TEXT SHOWN:
Code accompanying the NeurIPS 2021 paper "Generating High-Quality Explanations for Navigation in Partially-Revealed Environments"

Overview

Generating High-Quality Explanations for Navigation in Partially-Revealed Environments

This work presents an approach to explainable navigation under uncertainty.

This is the code release associated with the NeurIPS 2021 paper Generating High-Quality Explanations for Navigation in Partially-Revealed Environments. In this repository, we provide all the code, data, and simulation environments necessary to reproduce our results. These results include (1) training, (2) large-scale evaluation, (3) explaining robot behavior, and (4) interveneing-via-explaining. Here we show an example of an explanation automatically generated by our approach in one of our simulated environments, in which the green path on the ground indicates a likely route to the goal:

An example explanation automatically generated by our approach in our simulated 'Guided Maze' environment.

EXERCISE INPUT:
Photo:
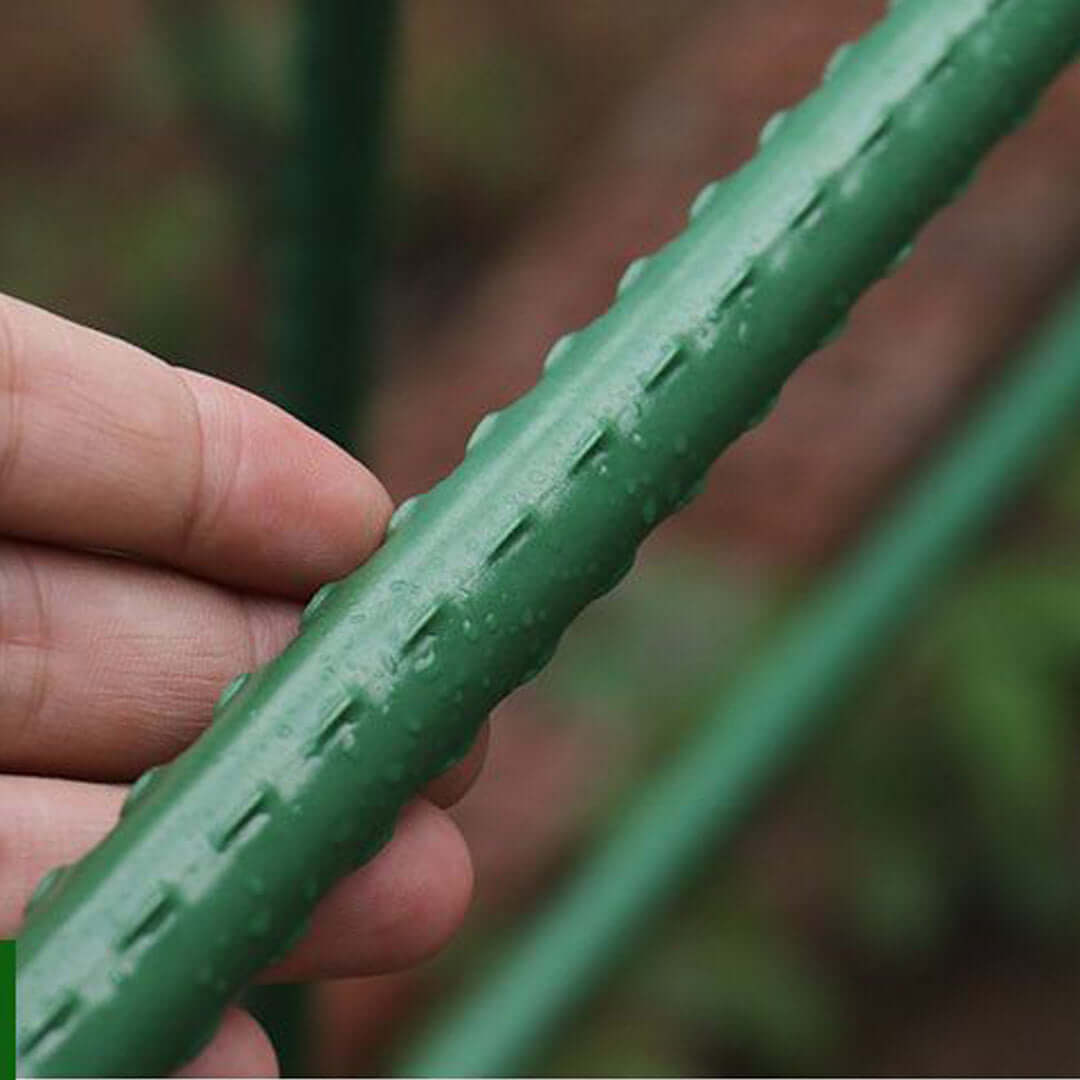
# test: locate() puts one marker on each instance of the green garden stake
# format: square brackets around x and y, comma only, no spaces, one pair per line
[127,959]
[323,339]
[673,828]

...

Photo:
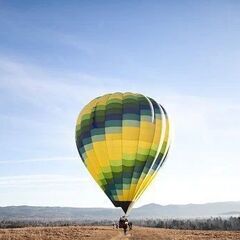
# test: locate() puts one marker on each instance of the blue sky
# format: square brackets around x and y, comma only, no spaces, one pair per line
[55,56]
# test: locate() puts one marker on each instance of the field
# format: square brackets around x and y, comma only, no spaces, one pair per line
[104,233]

---

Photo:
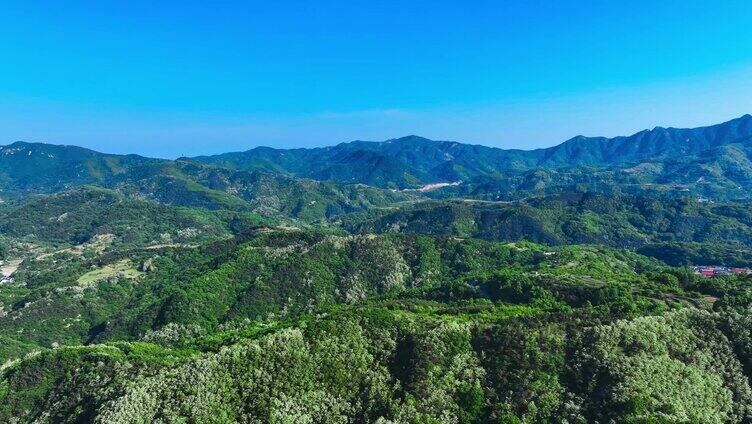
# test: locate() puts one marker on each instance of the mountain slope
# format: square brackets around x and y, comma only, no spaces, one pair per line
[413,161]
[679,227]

GIVEN EXERCISE A: According to the README text, which things does the repository provide for reproducing the paper's results?
GIVEN EXERCISE B: Show each line in the entries that contains the word "marker".
The README text and the entries are separate material and have no connection to each other.

RESPONSE A: Code, data, and simulation environments.

RESPONSE B:
# test: locate() puts one marker on each instance of the green garden stake
# test: locate() puts one marker on each instance of the blue sky
# test: locate() puts one marker on each instance of the field
# test: locate() puts one marker on each instance of the mountain slope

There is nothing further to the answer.